Records of labeled points:
__________

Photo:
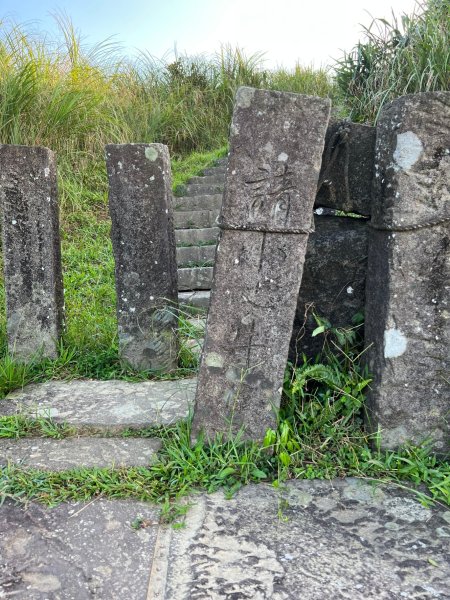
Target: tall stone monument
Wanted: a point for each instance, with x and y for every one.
(143, 238)
(408, 281)
(276, 146)
(32, 252)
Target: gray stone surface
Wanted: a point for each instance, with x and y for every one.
(333, 282)
(195, 219)
(193, 237)
(276, 145)
(195, 299)
(31, 250)
(195, 254)
(347, 168)
(195, 278)
(77, 452)
(208, 202)
(140, 203)
(340, 539)
(408, 281)
(275, 148)
(76, 551)
(104, 406)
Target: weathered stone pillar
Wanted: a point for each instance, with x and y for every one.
(140, 204)
(32, 252)
(334, 275)
(276, 145)
(408, 281)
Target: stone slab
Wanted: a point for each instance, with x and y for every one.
(348, 161)
(195, 219)
(256, 281)
(76, 551)
(143, 239)
(408, 279)
(195, 278)
(78, 452)
(208, 202)
(195, 299)
(333, 281)
(343, 539)
(193, 237)
(31, 251)
(276, 144)
(196, 189)
(195, 254)
(104, 406)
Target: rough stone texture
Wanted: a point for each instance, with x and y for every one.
(340, 539)
(140, 203)
(32, 254)
(76, 551)
(75, 453)
(193, 237)
(333, 282)
(104, 406)
(276, 144)
(195, 278)
(408, 292)
(275, 148)
(347, 168)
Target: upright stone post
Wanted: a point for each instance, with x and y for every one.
(408, 280)
(32, 252)
(276, 146)
(143, 238)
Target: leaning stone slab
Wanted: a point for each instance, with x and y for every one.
(82, 550)
(31, 250)
(345, 181)
(104, 406)
(79, 452)
(333, 282)
(275, 150)
(142, 233)
(408, 281)
(342, 539)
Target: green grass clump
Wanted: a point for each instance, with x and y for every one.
(406, 55)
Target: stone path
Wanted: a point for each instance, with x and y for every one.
(196, 232)
(341, 539)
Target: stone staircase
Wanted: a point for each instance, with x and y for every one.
(195, 213)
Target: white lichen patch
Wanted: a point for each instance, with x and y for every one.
(244, 97)
(395, 343)
(151, 153)
(213, 359)
(408, 151)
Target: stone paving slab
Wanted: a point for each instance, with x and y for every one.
(76, 551)
(77, 452)
(343, 539)
(104, 406)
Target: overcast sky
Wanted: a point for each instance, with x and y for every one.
(287, 31)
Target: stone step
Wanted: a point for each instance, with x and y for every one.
(196, 255)
(195, 278)
(104, 407)
(196, 189)
(197, 219)
(79, 452)
(194, 237)
(216, 178)
(205, 202)
(198, 299)
(220, 170)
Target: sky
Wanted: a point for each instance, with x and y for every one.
(311, 32)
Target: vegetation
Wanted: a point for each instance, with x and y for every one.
(407, 55)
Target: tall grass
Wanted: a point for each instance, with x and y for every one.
(406, 55)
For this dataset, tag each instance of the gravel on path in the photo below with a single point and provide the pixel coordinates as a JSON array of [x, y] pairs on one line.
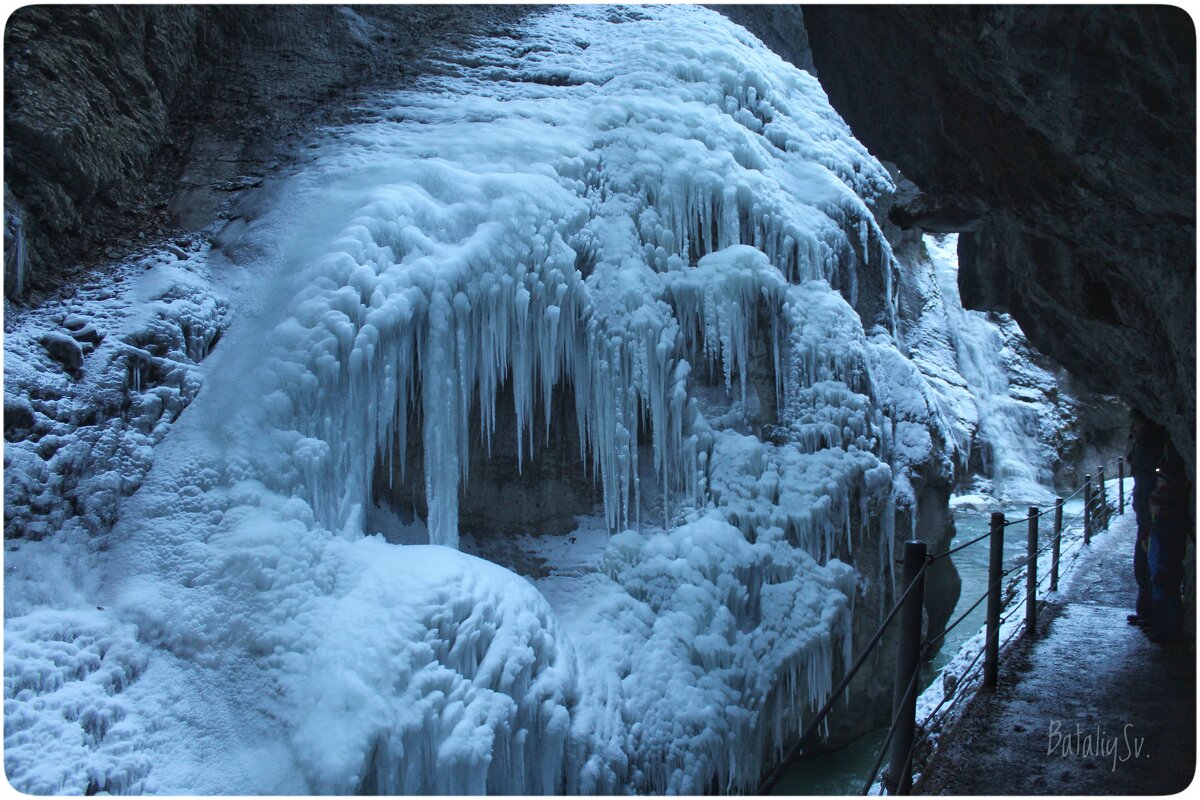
[[1089, 707]]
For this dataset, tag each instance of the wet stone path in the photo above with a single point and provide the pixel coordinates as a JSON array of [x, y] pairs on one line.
[[1091, 707]]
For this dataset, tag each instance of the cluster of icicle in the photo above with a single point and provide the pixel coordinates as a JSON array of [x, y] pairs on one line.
[[682, 259], [628, 208]]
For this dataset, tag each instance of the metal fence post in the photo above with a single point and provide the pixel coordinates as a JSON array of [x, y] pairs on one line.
[[1104, 498], [904, 702], [1057, 542], [1087, 509], [995, 564], [1031, 577], [1121, 485]]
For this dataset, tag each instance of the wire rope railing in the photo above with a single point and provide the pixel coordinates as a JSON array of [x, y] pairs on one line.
[[912, 650]]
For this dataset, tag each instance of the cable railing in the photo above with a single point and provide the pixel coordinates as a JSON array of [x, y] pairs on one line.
[[901, 743]]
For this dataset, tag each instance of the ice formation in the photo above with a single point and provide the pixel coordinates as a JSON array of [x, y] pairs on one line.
[[646, 204], [1001, 404]]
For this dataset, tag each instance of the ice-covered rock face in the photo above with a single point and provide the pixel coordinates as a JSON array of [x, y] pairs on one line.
[[645, 204]]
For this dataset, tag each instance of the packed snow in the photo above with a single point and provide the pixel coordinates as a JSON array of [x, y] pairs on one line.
[[642, 203]]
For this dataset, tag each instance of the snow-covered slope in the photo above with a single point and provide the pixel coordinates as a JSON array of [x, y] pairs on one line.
[[645, 204]]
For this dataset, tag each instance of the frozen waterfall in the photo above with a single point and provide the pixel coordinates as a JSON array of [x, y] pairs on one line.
[[1009, 426], [642, 204]]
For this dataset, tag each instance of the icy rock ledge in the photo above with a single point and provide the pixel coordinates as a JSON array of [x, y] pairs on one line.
[[618, 199]]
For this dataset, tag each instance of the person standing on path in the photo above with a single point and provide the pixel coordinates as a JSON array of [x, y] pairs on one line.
[[1146, 444], [1170, 507]]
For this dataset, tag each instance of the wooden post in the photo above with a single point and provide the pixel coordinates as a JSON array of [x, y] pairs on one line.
[[1087, 509], [1121, 485], [995, 564], [1104, 497], [904, 692], [1031, 577], [1057, 542]]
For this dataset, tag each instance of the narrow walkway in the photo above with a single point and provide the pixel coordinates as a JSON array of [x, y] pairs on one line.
[[1091, 707]]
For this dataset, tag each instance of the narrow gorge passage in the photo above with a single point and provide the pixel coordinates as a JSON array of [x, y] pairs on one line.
[[550, 426]]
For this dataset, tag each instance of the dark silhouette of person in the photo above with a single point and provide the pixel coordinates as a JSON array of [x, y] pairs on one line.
[[1146, 444], [1170, 510]]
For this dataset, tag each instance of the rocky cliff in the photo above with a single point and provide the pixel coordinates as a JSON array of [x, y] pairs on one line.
[[1061, 143], [142, 119]]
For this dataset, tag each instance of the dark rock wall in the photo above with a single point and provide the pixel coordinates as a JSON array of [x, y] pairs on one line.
[[87, 98], [1061, 139], [127, 119]]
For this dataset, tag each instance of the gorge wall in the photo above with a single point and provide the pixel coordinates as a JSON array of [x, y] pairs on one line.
[[1061, 143], [148, 118]]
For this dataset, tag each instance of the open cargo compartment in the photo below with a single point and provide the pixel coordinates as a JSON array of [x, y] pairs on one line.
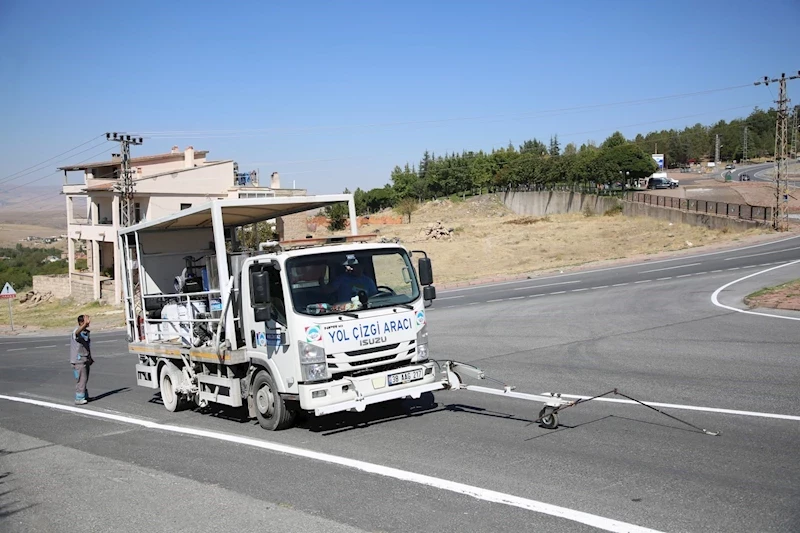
[[182, 272]]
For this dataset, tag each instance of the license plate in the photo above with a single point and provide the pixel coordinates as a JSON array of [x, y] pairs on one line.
[[405, 377]]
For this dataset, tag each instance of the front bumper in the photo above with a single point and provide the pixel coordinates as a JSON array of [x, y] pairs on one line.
[[354, 394]]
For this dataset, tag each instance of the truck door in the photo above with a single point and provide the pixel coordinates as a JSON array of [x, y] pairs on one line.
[[267, 328]]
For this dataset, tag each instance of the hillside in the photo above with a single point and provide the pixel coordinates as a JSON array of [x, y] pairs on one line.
[[489, 240]]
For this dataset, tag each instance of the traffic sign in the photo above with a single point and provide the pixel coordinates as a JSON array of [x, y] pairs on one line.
[[8, 291]]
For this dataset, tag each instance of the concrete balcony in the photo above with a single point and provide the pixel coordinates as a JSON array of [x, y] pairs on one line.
[[99, 232]]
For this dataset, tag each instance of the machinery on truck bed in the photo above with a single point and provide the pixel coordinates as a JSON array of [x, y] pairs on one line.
[[318, 325]]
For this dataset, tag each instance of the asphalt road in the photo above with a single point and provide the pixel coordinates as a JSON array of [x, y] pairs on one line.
[[654, 334]]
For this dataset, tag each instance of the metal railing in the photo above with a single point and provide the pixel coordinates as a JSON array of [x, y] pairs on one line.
[[739, 211]]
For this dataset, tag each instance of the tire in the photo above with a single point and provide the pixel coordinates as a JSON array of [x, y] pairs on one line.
[[271, 410], [170, 376], [548, 417]]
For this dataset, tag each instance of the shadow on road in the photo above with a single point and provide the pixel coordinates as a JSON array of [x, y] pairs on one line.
[[109, 393]]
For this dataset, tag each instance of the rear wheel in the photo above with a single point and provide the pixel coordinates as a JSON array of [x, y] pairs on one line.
[[271, 409], [170, 378]]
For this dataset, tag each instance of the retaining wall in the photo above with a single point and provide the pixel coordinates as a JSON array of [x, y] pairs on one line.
[[540, 203]]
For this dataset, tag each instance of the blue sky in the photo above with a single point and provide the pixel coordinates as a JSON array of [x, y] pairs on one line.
[[334, 94]]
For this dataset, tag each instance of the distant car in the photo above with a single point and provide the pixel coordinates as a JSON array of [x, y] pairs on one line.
[[658, 183]]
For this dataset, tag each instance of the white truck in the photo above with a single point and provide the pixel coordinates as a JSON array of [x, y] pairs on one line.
[[318, 325]]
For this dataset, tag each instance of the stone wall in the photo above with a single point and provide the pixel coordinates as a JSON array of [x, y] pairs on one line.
[[540, 203], [58, 285]]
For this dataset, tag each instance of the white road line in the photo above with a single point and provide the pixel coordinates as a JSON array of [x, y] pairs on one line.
[[715, 296], [548, 285], [600, 522], [634, 265], [762, 253], [669, 268], [692, 408]]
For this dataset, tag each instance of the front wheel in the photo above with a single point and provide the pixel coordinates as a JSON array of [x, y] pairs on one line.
[[271, 409]]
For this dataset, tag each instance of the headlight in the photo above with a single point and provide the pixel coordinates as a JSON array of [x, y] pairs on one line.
[[422, 343], [314, 372], [310, 353]]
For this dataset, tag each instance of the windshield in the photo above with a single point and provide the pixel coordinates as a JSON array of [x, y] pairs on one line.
[[350, 281]]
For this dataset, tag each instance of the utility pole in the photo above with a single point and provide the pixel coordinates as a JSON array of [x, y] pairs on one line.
[[744, 146], [125, 186], [780, 216]]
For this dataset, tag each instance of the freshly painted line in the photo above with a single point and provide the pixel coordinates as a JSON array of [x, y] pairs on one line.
[[669, 268], [548, 285], [633, 265], [715, 296], [600, 522], [762, 253], [691, 408]]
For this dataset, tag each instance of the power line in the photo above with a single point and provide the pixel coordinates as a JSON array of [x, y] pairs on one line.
[[530, 114], [10, 179], [780, 216], [3, 179]]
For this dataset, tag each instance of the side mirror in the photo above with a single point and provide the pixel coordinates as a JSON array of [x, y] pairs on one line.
[[259, 289], [425, 271], [429, 293]]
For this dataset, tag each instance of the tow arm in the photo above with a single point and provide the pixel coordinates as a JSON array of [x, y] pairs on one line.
[[451, 379]]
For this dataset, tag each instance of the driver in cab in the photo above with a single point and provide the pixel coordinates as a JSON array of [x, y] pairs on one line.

__________

## Task objective
Quote the material word for word, beginning at the line that contains "For this dataset, tag each instance of the white road" and stopping after the line that contains "268], [692, 408]]".

## Written solution
For this dataset, tag each instance of the white road line in the photo above with a single point and provide the pixel coordinates as a JSON array of [x, y] pairs on one line.
[[715, 296], [548, 285], [600, 522], [634, 265], [762, 253], [669, 268], [692, 408]]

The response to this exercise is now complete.